Exercise brief: All of the data is to be set down again without alteration.

Referring expression data:
###
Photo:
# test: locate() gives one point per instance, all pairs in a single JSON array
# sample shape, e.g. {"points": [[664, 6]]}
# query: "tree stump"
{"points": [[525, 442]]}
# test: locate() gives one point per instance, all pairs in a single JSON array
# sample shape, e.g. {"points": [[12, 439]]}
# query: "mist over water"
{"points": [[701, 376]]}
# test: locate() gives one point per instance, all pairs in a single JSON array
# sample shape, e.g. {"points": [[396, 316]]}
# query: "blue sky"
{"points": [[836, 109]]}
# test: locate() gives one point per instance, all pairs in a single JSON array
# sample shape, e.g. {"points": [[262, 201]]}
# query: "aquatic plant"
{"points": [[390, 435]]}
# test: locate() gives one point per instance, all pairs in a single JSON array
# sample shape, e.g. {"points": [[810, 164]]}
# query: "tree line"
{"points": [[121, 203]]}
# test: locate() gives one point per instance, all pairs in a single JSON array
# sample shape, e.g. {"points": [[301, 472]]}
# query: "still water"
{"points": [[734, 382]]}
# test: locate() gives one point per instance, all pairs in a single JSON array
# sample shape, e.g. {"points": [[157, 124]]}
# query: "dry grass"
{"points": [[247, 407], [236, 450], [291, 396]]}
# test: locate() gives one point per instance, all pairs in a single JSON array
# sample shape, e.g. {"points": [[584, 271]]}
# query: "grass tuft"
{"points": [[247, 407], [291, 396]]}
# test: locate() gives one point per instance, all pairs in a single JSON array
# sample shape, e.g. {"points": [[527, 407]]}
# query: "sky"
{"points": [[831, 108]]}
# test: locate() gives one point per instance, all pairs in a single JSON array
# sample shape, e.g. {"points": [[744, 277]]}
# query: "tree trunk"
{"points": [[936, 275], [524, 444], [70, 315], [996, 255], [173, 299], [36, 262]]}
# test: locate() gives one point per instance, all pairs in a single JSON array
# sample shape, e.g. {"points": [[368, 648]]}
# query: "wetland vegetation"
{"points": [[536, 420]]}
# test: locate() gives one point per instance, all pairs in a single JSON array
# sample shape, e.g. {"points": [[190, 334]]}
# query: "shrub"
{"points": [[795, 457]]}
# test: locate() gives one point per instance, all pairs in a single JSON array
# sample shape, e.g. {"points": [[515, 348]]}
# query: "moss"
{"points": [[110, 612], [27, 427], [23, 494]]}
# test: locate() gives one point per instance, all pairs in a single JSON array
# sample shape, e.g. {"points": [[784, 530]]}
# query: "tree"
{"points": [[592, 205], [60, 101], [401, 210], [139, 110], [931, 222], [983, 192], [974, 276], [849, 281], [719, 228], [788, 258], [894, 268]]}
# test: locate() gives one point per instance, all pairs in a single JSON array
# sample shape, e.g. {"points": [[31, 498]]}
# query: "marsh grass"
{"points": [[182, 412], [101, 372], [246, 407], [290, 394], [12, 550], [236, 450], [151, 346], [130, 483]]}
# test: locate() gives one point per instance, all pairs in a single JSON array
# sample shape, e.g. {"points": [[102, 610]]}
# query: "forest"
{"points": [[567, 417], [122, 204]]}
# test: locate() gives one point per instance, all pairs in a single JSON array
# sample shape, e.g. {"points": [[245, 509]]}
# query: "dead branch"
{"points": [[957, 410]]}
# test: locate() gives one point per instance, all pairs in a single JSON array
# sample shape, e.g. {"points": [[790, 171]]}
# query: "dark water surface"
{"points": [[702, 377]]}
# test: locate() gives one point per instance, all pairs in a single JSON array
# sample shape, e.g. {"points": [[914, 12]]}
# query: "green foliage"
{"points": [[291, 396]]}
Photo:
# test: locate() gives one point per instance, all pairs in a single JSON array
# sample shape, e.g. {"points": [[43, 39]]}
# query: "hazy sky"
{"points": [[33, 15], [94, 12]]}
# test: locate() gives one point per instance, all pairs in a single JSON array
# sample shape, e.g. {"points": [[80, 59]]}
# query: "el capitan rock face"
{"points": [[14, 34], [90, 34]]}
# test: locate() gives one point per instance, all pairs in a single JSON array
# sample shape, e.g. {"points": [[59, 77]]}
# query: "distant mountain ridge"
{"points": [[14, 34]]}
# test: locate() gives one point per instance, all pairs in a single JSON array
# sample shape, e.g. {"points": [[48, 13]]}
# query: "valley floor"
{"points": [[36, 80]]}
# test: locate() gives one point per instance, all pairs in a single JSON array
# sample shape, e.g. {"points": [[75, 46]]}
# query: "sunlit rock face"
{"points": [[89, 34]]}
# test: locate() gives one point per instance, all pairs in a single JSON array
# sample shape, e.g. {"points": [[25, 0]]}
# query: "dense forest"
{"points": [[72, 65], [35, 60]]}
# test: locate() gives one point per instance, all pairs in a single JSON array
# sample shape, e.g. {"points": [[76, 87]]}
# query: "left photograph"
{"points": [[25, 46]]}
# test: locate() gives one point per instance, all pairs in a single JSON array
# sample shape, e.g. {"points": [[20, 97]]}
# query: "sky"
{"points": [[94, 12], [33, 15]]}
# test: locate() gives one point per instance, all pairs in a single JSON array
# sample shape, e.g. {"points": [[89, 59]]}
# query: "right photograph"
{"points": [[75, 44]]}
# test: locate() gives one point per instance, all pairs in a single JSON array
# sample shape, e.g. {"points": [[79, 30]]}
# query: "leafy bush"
###
Expected answer:
Photo:
# test: locate() gives one point per instance, all pairs in a single JSON array
# sample shape, e.g. {"points": [[664, 6]]}
# query: "tree stump"
{"points": [[525, 442]]}
# test: locate() gives one point per instance, all pairs in a single JSON array
# sample shape, e.g. {"points": [[12, 439]]}
# query: "mist over water"
{"points": [[701, 376]]}
# test: locate() gives one point per instance, all pairs in a single JSON array
# sample shape, e.g. {"points": [[396, 316]]}
# query: "blue sky"
{"points": [[836, 109]]}
# test: locate() gives one point per instance, all pairs in a single JSON array
# sample shape, e.g. {"points": [[262, 201]]}
# query: "aquatic plant"
{"points": [[390, 435]]}
# test: locate() gives one point per instance, all pairs in a single JSON array
# sample shape, e.g. {"points": [[810, 164]]}
# query: "tree line"
{"points": [[121, 203]]}
# test: locate() gives one point per instance, all pairs in a single JSON array
# sample shape, e.g. {"points": [[301, 472]]}
# query: "still water"
{"points": [[734, 382]]}
# test: locate() gives one point per instance, all pairs in a single JSON array
# sample shape, e.g. {"points": [[157, 124]]}
# query: "dry grass"
{"points": [[247, 407], [236, 450], [291, 396]]}
# test: locate() gives one point per instance, all pairs in a single JSON array
# sample shape, e.g. {"points": [[584, 271]]}
# query: "grass tuft"
{"points": [[247, 407], [291, 396]]}
# test: locate() gives one point per instance, all pairs in a single JSON array
# sample shape, e.g. {"points": [[527, 407]]}
# query: "sky"
{"points": [[831, 108]]}
# test: locate() gives one point per instance, all pairs in a single JSON array
# sample shape, e.g. {"points": [[744, 277]]}
# query: "tree trunk"
{"points": [[936, 275], [524, 444], [70, 315], [996, 255], [173, 299], [36, 262]]}
# test: locate() gives one point per instance, all pairs in a single JSON array
# sample shape, e.g. {"points": [[368, 648]]}
# query: "wetland vegetation"
{"points": [[536, 420]]}
# test: locate() gives one point per instance, all pairs in a single JSON array
# sample shape, e.g. {"points": [[190, 334]]}
# query: "shrub"
{"points": [[795, 457]]}
# test: locate() gives one point per instance, all pairs in a single JSON array
# sample shape, e.g. {"points": [[515, 348]]}
# query: "moss"
{"points": [[110, 612], [27, 427], [23, 494]]}
# test: locate() gives one point per instance, all pairs in a single JSON array
# sample shape, e.g. {"points": [[784, 530]]}
# query: "tree"
{"points": [[592, 205], [60, 101], [401, 210], [139, 110], [931, 222], [983, 192], [974, 276], [849, 281], [719, 228], [788, 258], [894, 268]]}
# test: locate() gives one point per instance, all pairs in a single JSON array
# sample shape, e.g. {"points": [[31, 498]]}
# query: "marsh grass"
{"points": [[182, 412], [101, 372], [246, 407], [290, 394], [12, 550], [236, 450], [151, 346], [130, 483]]}
# test: locate() gives one point per instance, all pairs in a single JSON array
# sample shape, e.g. {"points": [[102, 610]]}
# query: "forest"
{"points": [[567, 417], [122, 204]]}
# test: locate() gives one point per instance, all pairs in a single JSON array
# sample shape, e.g. {"points": [[245, 509]]}
# query: "dead branch"
{"points": [[957, 410]]}
# test: locate() gives one point per instance, all pairs in a single JSON array
# sample shape, e.g. {"points": [[790, 171]]}
# query: "dark water surface"
{"points": [[702, 377]]}
# test: locate() gives one point per instance, all pairs in a single JSON array
# sample shape, e.g. {"points": [[914, 12]]}
# query: "green foliage"
{"points": [[291, 396]]}
Photo:
# test: locate() gives one point per instance, all pairs in a single JSON array
# sample shape, e.g. {"points": [[43, 39]]}
# query: "hazy sky"
{"points": [[33, 15], [94, 12]]}
# test: locate() gives one point per instance, all pairs in a single JSON array
# sample shape, e.g. {"points": [[80, 59]]}
# query: "el capitan rock face"
{"points": [[14, 34], [90, 34]]}
# test: locate() gives one point per instance, all pairs in a single JSON array
# sample shape, e.g. {"points": [[59, 77]]}
# query: "distant mountain ridge"
{"points": [[14, 34]]}
# test: locate() gives one point per instance, all pairs in a single JSON array
# sample shape, e.g. {"points": [[48, 13]]}
# query: "valley floor"
{"points": [[36, 80]]}
# test: locate() gives one point per instance, all pairs in a single JSON array
# sample shape, e.g. {"points": [[75, 46]]}
# query: "sunlit rock face"
{"points": [[89, 34]]}
# test: locate() gives one point per instance, all pairs in a single JSON array
# sample shape, e.g. {"points": [[25, 0]]}
# query: "dense forest"
{"points": [[72, 65], [35, 60]]}
# test: locate() gives one point per instance, all pairs in a single JSON array
# sample shape, e.g. {"points": [[76, 87]]}
# query: "left photograph"
{"points": [[25, 46]]}
# test: locate() gives one point per instance, all pairs in a single JSON array
# sample shape, e.g. {"points": [[20, 97]]}
# query: "sky"
{"points": [[94, 12], [33, 15]]}
# test: locate() gives one point per instance, all pairs in a single JSON array
# sample shape, e.g. {"points": [[89, 59]]}
# query: "right photograph"
{"points": [[75, 44]]}
# test: locate() gives one point per instance, all pairs in a single JSON array
# sample shape, e.g. {"points": [[79, 30]]}
# query: "leafy bush"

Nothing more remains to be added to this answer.